>> START

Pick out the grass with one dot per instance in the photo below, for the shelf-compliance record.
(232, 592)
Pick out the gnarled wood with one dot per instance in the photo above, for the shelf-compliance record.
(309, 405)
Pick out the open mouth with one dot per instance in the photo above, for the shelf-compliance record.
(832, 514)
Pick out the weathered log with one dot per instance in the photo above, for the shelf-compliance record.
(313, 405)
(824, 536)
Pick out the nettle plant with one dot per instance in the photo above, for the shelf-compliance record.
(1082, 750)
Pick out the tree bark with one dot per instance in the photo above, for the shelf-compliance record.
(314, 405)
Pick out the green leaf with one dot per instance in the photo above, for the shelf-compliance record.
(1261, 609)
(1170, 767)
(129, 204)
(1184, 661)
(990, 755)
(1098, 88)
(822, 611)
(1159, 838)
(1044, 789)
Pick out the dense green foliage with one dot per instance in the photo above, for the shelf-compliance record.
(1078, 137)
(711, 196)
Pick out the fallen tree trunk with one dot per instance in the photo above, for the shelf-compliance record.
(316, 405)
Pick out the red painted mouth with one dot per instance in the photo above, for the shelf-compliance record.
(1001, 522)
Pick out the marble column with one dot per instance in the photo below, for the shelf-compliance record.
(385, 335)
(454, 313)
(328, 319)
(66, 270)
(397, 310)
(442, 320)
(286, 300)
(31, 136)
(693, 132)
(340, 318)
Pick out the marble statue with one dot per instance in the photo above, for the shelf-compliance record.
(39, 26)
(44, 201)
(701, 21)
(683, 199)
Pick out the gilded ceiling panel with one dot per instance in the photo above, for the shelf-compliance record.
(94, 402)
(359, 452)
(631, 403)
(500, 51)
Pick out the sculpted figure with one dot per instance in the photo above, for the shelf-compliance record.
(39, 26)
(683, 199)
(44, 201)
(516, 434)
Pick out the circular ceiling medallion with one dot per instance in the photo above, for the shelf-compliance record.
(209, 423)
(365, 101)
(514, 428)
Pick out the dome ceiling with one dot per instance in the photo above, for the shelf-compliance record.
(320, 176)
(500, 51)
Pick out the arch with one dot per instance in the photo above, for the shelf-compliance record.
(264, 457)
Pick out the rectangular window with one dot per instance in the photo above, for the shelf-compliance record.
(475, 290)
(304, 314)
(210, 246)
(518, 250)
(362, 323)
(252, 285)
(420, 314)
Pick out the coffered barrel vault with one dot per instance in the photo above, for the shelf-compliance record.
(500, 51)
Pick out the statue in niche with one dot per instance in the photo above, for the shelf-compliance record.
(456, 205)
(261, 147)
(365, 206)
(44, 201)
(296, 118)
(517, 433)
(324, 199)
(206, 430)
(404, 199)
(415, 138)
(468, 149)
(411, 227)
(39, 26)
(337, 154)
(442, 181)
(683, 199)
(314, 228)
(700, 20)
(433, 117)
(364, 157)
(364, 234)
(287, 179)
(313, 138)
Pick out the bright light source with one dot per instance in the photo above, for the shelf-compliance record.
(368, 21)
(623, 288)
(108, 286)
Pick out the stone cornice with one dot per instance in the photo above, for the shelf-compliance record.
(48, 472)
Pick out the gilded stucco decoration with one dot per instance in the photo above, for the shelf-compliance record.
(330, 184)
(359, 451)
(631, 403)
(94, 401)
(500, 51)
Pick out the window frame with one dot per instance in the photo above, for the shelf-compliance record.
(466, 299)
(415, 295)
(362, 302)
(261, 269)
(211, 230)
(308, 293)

>> END

Extract each of the lines above verbatim and in their original order.

Pick out the grass with one dot per instance in the photo below, for the shelf-compliance record.
(232, 592)
Pick out the gnarled wood with one dot per instance in the photo above, for the shelf-compliance record.
(309, 405)
Pick out the open mouth with one dot per instance in the photo above, for the shelf-compliance record.
(832, 514)
Pick out the weathered log with one dot per instance in the photo above, for the shelf-compliance record.
(313, 405)
(824, 536)
Pick out the nettle plant with one dot per instance in the photo above, for the shelf-compliance record.
(1082, 750)
Pick out the tree bark with one dot per instance in the photo above, for the shelf-compliance record.
(314, 405)
Pick out the green leaf with one dot per instance in the photo above, for the shelf-compliance record.
(1261, 609)
(1170, 767)
(129, 204)
(1184, 661)
(990, 755)
(1098, 88)
(822, 611)
(1159, 838)
(1044, 789)
Pick out the dense green foliage with one dot per instance in the photo above, for the shelf-compliance record.
(1078, 137)
(711, 196)
Pick out the fallen tree trunk with one dot per instance in the photo above, for the shelf-compliance record.
(316, 405)
Pick out the red painted mouth with one dot per instance in the photo above, for the shelf-compliance record.
(1001, 522)
Pick out the marble column with one dot per instance in the photo below, for the shelf-compliance record.
(385, 335)
(454, 313)
(328, 319)
(66, 270)
(397, 310)
(442, 320)
(286, 300)
(31, 136)
(693, 132)
(340, 318)
Pick out the marble statue with one dot per instance in the photo above, for the shelf-compliance record.
(39, 26)
(44, 201)
(701, 21)
(683, 199)
Pick out the gilded ceiling panel with one dot per instance in the photo above, for the shelf-compliance record.
(94, 402)
(359, 452)
(631, 403)
(500, 51)
Pick out the sculpted figure with one dot per instance in the photo above, for the shelf-compliance record.
(39, 26)
(683, 199)
(44, 201)
(516, 434)
Pick out the circular ceiling medallion with one dot per instance in the photo above, for the shelf-compliance record.
(209, 423)
(365, 101)
(514, 428)
Pick out the dome ceiling with one dot per instance in the photo above, for the shelf-compliance record.
(320, 176)
(500, 51)
Pick out the arch with one dot per instance in the photo above, for the shelf-compliance record.
(264, 457)
Pick out the rectangular window with one dot per instance in the photo above, for the shelf-compliance record.
(475, 290)
(304, 314)
(210, 246)
(518, 250)
(362, 323)
(252, 285)
(420, 314)
Pick out the coffered barrel vault with one dot per instance in the photo above, for the shelf-compliance record.
(500, 51)
Pick out the statue in niche with one dot per instance in the photo above, for the shelf-compliance record.
(456, 205)
(261, 147)
(365, 206)
(44, 201)
(296, 118)
(517, 433)
(324, 199)
(206, 430)
(404, 199)
(415, 138)
(468, 149)
(411, 227)
(39, 26)
(337, 154)
(442, 181)
(683, 199)
(314, 228)
(700, 20)
(433, 117)
(364, 157)
(364, 234)
(287, 179)
(313, 138)
Pick out the bright light source with one dot per instance in the photo above, for the shelf-compliance record.
(368, 21)
(623, 288)
(108, 286)
Pick out the stone cornice with one dot per instance in the photo above, for the shelf-compliance record.
(48, 472)
Pick out the gilded stucco decoration with one dot per instance in the photo above, for the shelf-compliance record.
(330, 184)
(359, 451)
(631, 403)
(94, 401)
(500, 51)
Pick out the window frame with one dot per instance in the photo above, for the shelf-compliance record.
(466, 299)
(415, 295)
(362, 302)
(261, 269)
(211, 230)
(308, 293)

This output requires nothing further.